> **PROVIDED PASSAGE**
—————

5. SequentialAgent Reduces Boilerplate
Content composition requires: search → video selection → formatting. SequentialAgent chains these automatically. No manual coordination needed.
Learning: ADK’s built-in patterns are powerful. Use them.
6. State-Driven Flow Enables Flexibility
Hardcoded checkpoint logic breaks when mission structures change. State-driven progression adapts automatically.
Learning: Data-driven > code-driven for dynamic systems.
The Impact: What This Actually Solves
For Learners
- Personalized learning paths: No more generic courses
- Real-time adaptation: Content adjusts to your understanding
- Session persistence: Learn at your own pace, resume anytime
- Research-backed content: Latest information, not outdated materials
- Multi-modal learning: Text + videos + interactive teaching
For Educators
- Scalable tutoring: One AI system can teach thousands simultaneously
- Adaptive content: Each learner gets personalized materials
- Progress tracking: See exactly where learners are stuck
- Content curation: AI finds and filters the best resources
For the Industry
- Proof that multi-agent AI works: 12 agents coordinating seamlessly
- Production-ready patterns: DatabaseSessionService, Cloud SQL Connector, WebSocket resume
- Scalable architecture: Cloud Run auto-scaling, connection pooling
- Security best practices: Secret Manager, IAM-based connections
What’s Next: The Future of AI-Powered Learning
Short-term:
- Multi-modal content (images, diagrams, interactive exercises)
- Collaborative learning (team missions, peer review)
- Advanced analytics (learning velocity, concept mastery tracking)
Long-term:
- Fine-tuned models for domain-specific teaching
- Adaptive difficulty based on real-time comprehension
- Integration with external platforms (Coursera, edX, Khan Academy)
The vision: Every learner gets a personal tutor that:
- Understands their goals
- Adapts to their learning style
- Remembers everything
- Never gets tired
- Scales to millions
Conclusion: Why This Matters
Building LearnForge taught me something important: the future of education isn’t about better content, it’s about better personalization.
Traditional platforms give everyone the same course. LearnForge gives everyone a personalized learning journey that:
- Starts with a conversation (not a catalog)
- Adapts in real-time (not static content)
- Remembers everything (not ephemeral sessions)
- Scales seamlessly (not manual infrastructure)
By combining:
- Google ADK’s hierarchical agent orchestration for complex workflows
- Cloud SQL with DatabaseSessionService for persistent state
- Cloud Run’s auto-scaling for seamless scalability
- WebSocket real-time communication for responsive UX
I created a platform that transforms how people learn, from static courses to dynamic, personalized, adaptive journeys.

—————

> **DATASET**

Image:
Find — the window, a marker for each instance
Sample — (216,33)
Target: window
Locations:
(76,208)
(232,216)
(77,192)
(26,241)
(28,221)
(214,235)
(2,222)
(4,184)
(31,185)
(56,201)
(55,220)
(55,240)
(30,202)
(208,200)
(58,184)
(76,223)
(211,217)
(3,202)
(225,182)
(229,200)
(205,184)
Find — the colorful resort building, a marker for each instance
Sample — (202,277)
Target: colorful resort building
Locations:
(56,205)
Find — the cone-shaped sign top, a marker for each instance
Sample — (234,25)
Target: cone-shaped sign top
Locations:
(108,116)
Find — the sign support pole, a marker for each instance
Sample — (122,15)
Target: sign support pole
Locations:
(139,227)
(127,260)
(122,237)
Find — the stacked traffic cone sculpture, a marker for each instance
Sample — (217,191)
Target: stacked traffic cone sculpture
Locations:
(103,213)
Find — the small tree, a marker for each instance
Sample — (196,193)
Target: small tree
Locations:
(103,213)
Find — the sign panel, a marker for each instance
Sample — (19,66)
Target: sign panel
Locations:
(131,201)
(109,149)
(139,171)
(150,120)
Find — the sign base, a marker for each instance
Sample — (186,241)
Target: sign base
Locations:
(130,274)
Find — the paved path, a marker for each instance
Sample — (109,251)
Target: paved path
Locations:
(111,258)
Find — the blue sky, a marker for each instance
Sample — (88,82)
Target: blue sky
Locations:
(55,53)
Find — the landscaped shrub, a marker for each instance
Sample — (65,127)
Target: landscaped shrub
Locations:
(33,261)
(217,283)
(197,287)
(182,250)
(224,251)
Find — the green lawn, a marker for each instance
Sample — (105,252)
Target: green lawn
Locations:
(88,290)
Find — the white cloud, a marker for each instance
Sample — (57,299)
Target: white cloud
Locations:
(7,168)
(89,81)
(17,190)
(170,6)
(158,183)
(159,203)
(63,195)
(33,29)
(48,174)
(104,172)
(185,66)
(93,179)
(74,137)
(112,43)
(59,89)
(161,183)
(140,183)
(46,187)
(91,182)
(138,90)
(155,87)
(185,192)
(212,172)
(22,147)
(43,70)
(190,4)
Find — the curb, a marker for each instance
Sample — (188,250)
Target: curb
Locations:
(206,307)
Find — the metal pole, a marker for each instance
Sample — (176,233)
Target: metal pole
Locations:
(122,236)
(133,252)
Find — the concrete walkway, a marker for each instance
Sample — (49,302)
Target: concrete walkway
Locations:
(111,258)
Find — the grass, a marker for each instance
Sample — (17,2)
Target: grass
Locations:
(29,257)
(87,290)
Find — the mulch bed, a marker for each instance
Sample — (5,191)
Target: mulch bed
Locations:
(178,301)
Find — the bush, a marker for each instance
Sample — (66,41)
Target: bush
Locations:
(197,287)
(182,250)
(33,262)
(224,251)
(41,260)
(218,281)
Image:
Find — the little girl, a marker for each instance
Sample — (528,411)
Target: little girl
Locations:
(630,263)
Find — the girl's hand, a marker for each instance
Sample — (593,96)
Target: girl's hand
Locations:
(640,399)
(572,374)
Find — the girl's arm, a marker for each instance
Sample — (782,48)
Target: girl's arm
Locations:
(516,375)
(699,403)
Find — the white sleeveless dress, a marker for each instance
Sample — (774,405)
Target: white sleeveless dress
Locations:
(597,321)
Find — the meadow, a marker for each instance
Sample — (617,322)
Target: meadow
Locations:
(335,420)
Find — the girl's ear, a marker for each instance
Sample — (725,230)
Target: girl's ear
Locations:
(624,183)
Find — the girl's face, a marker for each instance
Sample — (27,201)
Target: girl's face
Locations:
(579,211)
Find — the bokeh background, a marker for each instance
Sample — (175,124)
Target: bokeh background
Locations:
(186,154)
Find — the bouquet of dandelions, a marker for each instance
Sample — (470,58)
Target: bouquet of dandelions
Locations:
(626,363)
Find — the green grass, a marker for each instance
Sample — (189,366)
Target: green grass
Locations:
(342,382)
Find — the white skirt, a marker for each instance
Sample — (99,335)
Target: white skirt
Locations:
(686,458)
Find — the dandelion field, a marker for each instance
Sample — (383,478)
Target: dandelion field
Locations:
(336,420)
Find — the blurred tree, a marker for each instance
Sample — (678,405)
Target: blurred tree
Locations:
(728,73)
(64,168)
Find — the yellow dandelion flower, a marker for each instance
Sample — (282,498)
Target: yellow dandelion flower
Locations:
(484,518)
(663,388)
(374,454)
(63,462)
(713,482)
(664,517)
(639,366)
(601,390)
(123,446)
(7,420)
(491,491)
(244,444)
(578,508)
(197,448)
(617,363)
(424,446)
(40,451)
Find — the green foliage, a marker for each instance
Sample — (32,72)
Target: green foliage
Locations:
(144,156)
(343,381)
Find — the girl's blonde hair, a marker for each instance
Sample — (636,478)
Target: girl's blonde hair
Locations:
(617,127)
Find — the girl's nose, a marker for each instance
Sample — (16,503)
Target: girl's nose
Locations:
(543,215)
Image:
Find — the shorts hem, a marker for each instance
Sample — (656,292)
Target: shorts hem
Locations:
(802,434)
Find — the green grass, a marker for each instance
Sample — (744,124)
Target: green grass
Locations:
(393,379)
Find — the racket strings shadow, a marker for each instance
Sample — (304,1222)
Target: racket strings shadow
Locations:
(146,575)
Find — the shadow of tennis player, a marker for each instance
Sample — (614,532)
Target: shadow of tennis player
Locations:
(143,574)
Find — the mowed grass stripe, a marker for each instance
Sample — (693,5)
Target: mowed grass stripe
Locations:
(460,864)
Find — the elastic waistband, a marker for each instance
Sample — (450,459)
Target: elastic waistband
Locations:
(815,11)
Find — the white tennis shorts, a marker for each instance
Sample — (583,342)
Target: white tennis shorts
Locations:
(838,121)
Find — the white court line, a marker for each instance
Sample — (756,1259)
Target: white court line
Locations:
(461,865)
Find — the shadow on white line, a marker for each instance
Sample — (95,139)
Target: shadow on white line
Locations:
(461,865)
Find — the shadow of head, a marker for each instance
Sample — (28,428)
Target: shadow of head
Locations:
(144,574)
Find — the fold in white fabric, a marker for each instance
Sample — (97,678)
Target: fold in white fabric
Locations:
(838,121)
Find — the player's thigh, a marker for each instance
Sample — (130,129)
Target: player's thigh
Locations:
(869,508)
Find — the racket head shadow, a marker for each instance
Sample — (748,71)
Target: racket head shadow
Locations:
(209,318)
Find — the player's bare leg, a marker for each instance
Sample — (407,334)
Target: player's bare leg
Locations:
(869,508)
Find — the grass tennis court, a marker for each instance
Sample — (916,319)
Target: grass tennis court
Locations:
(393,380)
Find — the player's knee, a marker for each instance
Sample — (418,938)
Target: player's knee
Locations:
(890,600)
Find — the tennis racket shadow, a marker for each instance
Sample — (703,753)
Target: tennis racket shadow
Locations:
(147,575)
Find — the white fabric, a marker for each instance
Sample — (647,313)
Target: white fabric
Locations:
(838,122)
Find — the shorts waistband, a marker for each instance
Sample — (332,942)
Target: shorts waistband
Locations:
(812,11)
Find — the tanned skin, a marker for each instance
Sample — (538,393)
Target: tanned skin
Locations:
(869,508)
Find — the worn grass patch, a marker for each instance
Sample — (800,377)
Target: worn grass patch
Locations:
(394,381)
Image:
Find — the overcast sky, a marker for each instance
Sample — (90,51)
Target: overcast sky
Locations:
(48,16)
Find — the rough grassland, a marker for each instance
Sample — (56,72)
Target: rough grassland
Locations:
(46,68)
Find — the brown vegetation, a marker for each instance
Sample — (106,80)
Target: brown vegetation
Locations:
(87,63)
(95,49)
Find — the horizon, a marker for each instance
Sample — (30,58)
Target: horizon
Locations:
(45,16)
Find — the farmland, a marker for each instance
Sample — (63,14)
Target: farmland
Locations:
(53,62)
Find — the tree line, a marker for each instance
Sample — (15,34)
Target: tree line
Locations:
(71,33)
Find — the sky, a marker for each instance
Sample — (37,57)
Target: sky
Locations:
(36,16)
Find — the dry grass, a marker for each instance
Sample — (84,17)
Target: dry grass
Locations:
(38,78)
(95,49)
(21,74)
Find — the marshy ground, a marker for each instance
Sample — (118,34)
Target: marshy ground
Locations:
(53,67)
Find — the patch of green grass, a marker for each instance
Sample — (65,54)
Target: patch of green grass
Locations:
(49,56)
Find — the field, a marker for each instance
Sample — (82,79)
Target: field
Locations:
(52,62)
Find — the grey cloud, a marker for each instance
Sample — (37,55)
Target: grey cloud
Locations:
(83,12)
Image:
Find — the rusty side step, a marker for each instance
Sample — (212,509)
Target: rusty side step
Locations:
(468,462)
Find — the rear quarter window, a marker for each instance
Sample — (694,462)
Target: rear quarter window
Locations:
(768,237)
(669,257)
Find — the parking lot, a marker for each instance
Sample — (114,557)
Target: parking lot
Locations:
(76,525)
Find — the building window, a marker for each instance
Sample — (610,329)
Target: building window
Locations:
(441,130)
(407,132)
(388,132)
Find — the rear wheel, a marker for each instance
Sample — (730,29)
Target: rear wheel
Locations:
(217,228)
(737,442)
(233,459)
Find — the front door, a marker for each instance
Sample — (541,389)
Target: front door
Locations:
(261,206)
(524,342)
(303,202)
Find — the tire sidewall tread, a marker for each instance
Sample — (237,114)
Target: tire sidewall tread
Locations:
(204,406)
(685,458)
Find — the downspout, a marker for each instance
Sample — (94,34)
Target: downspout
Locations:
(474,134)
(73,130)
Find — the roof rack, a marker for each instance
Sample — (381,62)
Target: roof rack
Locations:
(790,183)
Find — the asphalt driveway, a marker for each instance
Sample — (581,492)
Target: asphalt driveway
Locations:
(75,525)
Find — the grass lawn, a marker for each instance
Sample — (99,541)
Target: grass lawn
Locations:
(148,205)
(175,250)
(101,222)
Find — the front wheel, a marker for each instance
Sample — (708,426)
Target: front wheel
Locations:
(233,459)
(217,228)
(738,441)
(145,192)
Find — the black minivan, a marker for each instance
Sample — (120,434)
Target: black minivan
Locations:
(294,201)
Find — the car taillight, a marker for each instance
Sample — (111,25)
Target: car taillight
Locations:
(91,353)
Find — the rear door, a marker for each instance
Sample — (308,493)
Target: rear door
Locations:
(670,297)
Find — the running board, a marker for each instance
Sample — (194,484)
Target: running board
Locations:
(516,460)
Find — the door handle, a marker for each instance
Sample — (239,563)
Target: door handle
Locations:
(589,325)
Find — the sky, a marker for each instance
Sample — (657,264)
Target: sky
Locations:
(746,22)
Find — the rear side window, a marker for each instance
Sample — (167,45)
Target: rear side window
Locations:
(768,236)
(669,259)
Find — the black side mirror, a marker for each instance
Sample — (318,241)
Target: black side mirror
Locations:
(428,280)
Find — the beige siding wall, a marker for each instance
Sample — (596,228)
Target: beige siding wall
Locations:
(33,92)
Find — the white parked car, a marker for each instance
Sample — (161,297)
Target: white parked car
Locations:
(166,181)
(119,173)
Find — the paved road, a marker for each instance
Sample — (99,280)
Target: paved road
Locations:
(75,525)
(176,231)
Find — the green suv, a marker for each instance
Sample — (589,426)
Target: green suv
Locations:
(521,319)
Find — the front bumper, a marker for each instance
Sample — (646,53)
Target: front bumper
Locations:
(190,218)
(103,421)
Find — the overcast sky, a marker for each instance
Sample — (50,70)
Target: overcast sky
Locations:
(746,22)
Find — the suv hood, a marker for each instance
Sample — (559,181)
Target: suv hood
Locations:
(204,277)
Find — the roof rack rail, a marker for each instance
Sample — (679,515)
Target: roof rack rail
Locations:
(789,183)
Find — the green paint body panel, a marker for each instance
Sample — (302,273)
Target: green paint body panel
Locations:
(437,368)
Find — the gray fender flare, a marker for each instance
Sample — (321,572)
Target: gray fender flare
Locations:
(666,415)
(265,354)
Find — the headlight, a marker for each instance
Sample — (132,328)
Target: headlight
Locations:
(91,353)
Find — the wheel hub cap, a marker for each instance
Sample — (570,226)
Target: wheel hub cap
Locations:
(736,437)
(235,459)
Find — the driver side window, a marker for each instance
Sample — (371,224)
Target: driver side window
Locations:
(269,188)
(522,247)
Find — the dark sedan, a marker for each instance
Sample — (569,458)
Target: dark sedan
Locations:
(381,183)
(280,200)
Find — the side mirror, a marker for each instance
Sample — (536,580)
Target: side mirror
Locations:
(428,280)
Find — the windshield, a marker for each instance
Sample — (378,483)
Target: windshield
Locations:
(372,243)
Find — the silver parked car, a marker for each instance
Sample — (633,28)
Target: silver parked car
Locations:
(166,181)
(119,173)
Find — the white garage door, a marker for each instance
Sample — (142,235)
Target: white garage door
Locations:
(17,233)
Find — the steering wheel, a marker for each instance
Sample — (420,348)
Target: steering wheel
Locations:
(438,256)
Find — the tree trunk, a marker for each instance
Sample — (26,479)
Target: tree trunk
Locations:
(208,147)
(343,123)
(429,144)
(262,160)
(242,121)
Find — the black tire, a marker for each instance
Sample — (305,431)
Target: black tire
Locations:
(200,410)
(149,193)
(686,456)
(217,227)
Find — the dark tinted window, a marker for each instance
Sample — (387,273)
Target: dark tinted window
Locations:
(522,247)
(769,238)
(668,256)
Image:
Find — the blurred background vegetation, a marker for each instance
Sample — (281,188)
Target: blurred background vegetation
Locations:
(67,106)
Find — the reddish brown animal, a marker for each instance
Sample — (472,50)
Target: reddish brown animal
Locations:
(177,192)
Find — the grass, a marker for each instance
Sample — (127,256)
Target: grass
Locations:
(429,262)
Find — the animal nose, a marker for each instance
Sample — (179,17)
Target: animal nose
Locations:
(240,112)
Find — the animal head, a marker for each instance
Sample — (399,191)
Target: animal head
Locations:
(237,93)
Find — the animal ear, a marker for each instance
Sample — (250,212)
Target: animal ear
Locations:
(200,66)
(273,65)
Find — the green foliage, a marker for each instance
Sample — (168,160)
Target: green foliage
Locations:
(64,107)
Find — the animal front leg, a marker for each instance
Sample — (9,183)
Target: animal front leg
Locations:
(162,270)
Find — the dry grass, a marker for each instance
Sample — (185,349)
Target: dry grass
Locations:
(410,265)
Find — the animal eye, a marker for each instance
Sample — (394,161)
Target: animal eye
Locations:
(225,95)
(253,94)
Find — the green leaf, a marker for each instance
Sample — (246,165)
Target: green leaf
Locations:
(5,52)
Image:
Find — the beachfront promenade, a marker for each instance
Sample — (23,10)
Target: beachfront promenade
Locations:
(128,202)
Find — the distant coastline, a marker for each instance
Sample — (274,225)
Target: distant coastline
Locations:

—————

> **DIRECTIONS FOR THIS TASK**
Continue the LearnForge write-up after its final sentence. The rows have no part in this.

> **ANSWER AREA**
The technology is here. The infrastructure is ready. The future of education is AI-powered, serverless, and personalized.
LearnForge is just the beginning.
Google Cloud Services Utilized
| Service | Purpose | Why It Matters |
|---|---|---|
| Cloud Run | Serverless container hosting | Auto-scales from 0 to 100 instances, zero infrastructure management |
| Artifact Registry | Container image storage | Versioned images, CI/CD integration |
| Cloud SQL (PostgreSQL) | Persistent session state | Sessions survive restarts, connection drops, device switches |
| Cloud SQL Connector | Secure database connections | IAM-based security, no IP whitelisting needed |
| Firebase Authentication | User authentication | Google OAuth 2.0, secure session management |
| Firestore | Mission data storage | User profiles, mission definitions, enrollments |
| Cloud Logging | Application logs | Centralized logging, debugging, monitoring |
| Cloud Trace | Distributed tracing | Performance analysis, bottleneck identification |
| Secret Manager | Credential storage | Zero hardcoded secrets, rotation-friendly |
| Agent Development Kit (ADK) | Multi-agent orchestration | Hierarchical agents, sequential pipelines, tool integration |
| Gemini 2.5 Flash | LLM for agents | Fast, cost-effective, powerful reasoning |
| YouTube Data API v3 | Video curation | Educational video search, filtering, metadata |
| Google Search API | Content discovery | Real-time research, up-to-date information |
Built with Google Cloud Run and Agent Development Kit (ADK)
Transforming how people learn, one conversation at a time.